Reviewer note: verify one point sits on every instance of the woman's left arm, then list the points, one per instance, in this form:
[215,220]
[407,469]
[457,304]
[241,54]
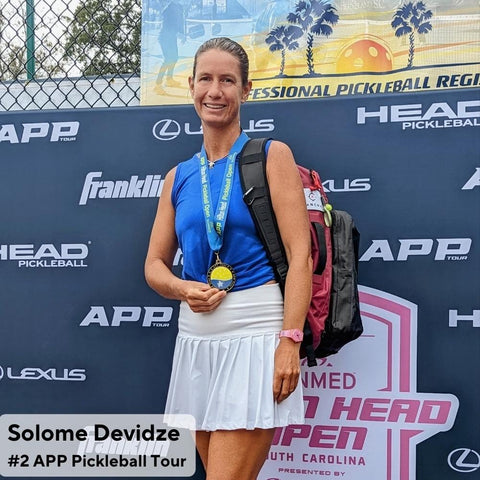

──────────────────────────────

• **Work item**: Give the data again exactly, image-free.

• **Solution below**:
Reviewer note: verify one point sits on every instance of the woman's left arm, then list the points, one per instance, in this form:
[215,220]
[407,469]
[457,304]
[241,54]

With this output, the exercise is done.